Questions sur la tragédie haïtienne
03/03/2004
- Opinión
La majorité des Haïtiens et de ceux et celles qui ont travaillé avec
eux célèbrent la fin d'un régime déliquescent, imprévisible et
violent, responsable de graves exactions et de constantes violations
des droits humains. Mais les conditions dans lesquelles s'est fait
ce qu'il faut bien appeler un coup d'État laissent perplexes et
inquiets par rapport à l'avenir du pays.
La première question qui se pose concerne le renversement même du
président élu Jean-Bertrand Aristide. Aux dernières nouvelles, il
aurait été mis dans l'avion menottes aux mains par des agents
américains. Tout au cours des dernières semaines, les États-Unis et
leurs alliés sont restés passifs devant la militarisation en Haïti
alors qu'une poignée d'hommes en armes, menés par des personnages
douteux, ont « libéré » le nord du pays, en se livrant à des
violences et des pillages. D'autre part, pourquoi le compromis
élaboré par les pays de la région regroupés sous l'égide de la
CARICOM n'a pas été respecté ? Certes, l'opposition politique n'a
pas accepté ce compromis et a préféré miser sur les groupes armés,
mais était-ce suffisant pour que les principaux pays concernés dont
les Etats-Unis, la France et le Canada restent passifs ? On ne peut
que s'interroger sur les conséquences d'un coup mené par des
paramilitaires sinistres. On verra à plus long terme si les démons
ne sont pas entrés par la porte d'en arrière alors que le loup
partait par la porte de devant.

────────

TRAVAIL À FAIRE:
**a.** Reformulez plus brièvement, dans le texte sur la tragédie haïtienne, le paragraphe qui commence par « La majorité des Haïtiens ». Conservez-en les faits essentiels.
**b.** Traduisez en anglais cette phrase du texte sur la tragédie haïtienne : « On ne peut que s'interroger sur les conséquences d'un coup mené par des paramilitaires sinistres. »

MATÉRIEL:
────────

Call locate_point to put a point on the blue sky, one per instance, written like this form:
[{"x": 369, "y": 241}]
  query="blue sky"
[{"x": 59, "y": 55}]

────────

CORRIGÉS PAR TÂCHE:
**a.** La plupart des Haïtiens et de ceux qui ont travaillé avec eux se réjouissent de la chute d'un régime déliquescent, imprévisible et violent, coupable de graves exactions et de violations constantes des droits humains. Pourtant, les conditions de ce véritable coup d'État suscitent perplexité et inquiétude quant à l'avenir du pays.

**b.** One can only wonder about the consequences of a coup carried out by sinister paramilitaries.